* _WORK INSTRUCTIONS_
List every line of the material that contains the string "task". Case matters.

* _Excerpts from a segmentation dataset_
— Begin —
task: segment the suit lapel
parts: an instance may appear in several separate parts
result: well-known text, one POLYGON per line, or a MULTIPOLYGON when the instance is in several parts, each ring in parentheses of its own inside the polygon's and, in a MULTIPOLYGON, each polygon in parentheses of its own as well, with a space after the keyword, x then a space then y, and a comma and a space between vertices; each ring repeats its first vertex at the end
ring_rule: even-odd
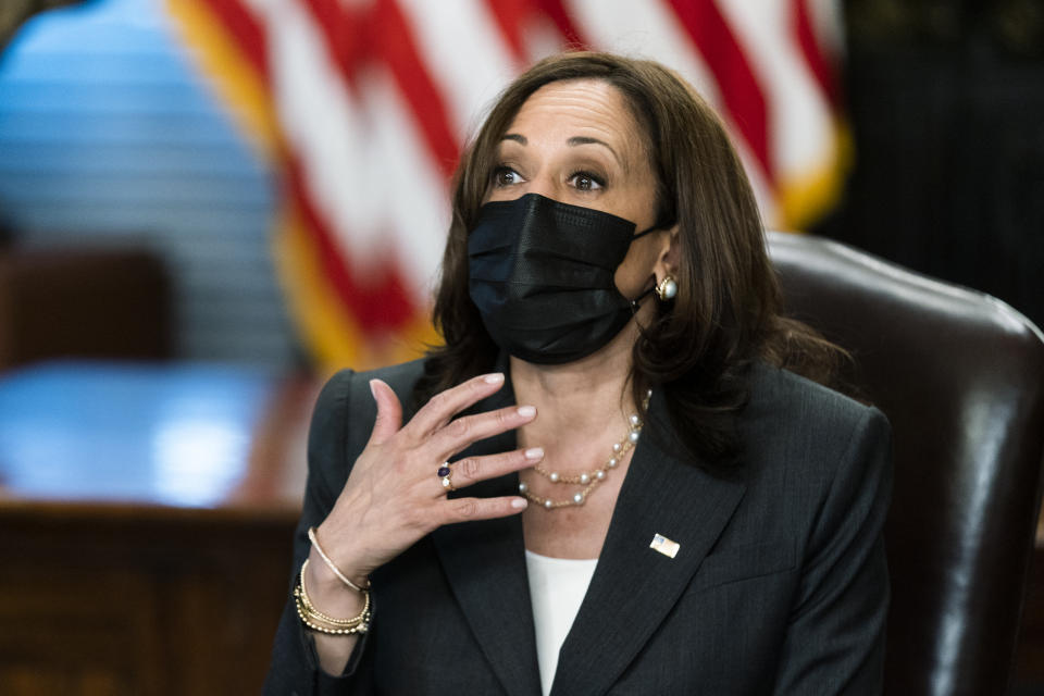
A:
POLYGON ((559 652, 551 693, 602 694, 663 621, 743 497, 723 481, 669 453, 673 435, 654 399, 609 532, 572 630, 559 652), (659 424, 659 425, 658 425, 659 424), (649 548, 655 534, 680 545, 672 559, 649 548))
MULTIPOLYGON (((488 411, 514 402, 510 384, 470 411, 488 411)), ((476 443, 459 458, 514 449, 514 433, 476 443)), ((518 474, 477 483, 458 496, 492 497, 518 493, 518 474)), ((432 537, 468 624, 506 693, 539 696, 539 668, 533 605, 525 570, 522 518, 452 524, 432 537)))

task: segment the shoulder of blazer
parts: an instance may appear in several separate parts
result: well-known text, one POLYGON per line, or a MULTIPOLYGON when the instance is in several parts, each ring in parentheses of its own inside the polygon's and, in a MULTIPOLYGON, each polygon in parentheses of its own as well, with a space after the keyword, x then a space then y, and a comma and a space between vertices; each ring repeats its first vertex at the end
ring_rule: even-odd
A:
— End —
— Begin —
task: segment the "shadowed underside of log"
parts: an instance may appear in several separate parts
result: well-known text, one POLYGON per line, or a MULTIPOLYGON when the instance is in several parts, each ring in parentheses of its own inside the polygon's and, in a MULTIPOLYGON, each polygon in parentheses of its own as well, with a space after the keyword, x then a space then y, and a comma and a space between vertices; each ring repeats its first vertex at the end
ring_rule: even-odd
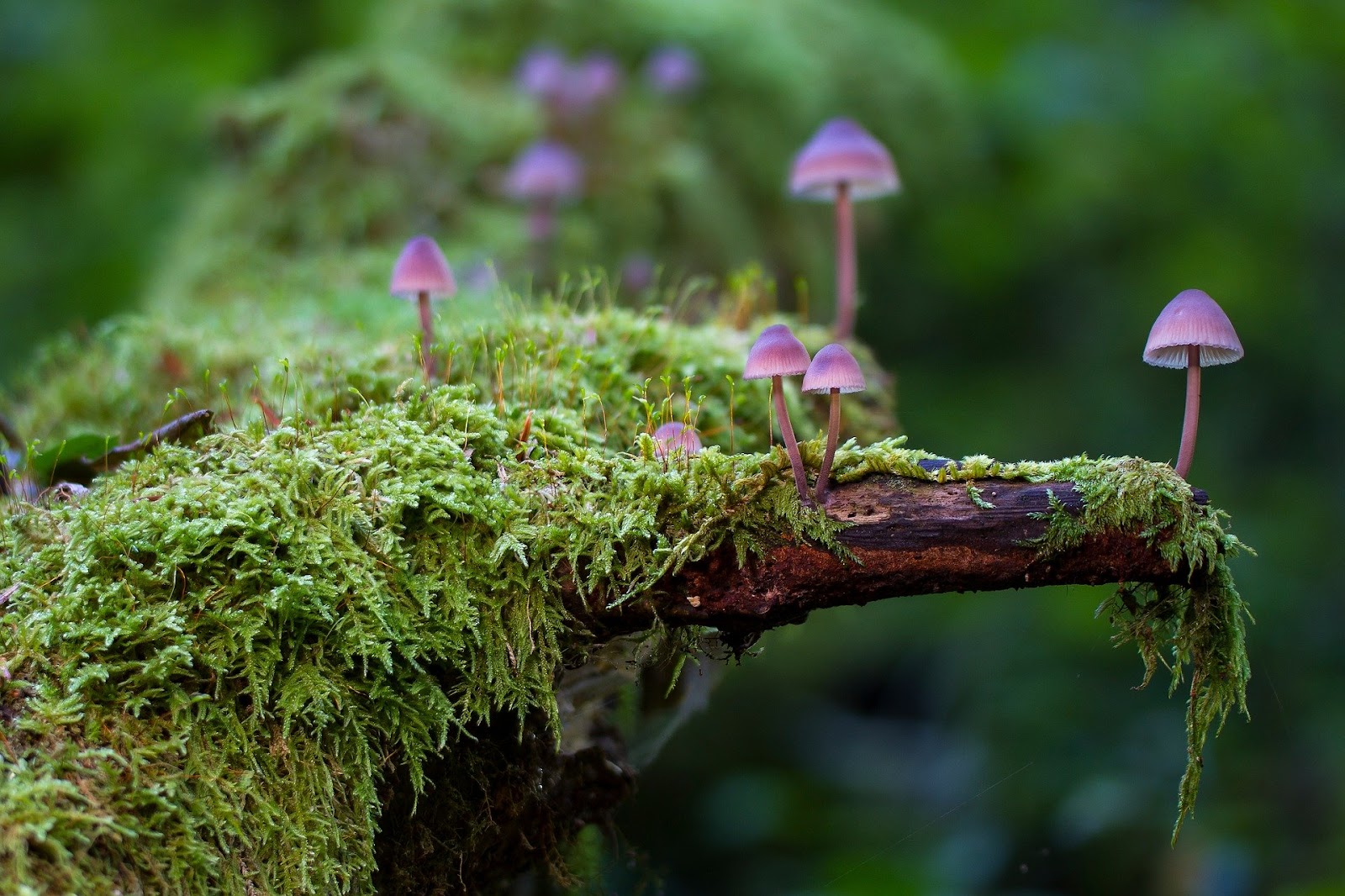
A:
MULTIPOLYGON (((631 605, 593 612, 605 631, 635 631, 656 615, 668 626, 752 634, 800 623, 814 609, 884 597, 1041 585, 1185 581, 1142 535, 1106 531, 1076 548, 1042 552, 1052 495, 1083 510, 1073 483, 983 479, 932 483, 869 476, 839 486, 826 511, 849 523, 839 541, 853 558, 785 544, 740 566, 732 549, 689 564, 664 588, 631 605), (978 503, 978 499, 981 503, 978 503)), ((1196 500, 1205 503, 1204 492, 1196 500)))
— End —
* _OUTPUT BELOW_
task: segment the suit lapel
task: segment the shoulder of blazer
task: segment the "shadowed underside of log"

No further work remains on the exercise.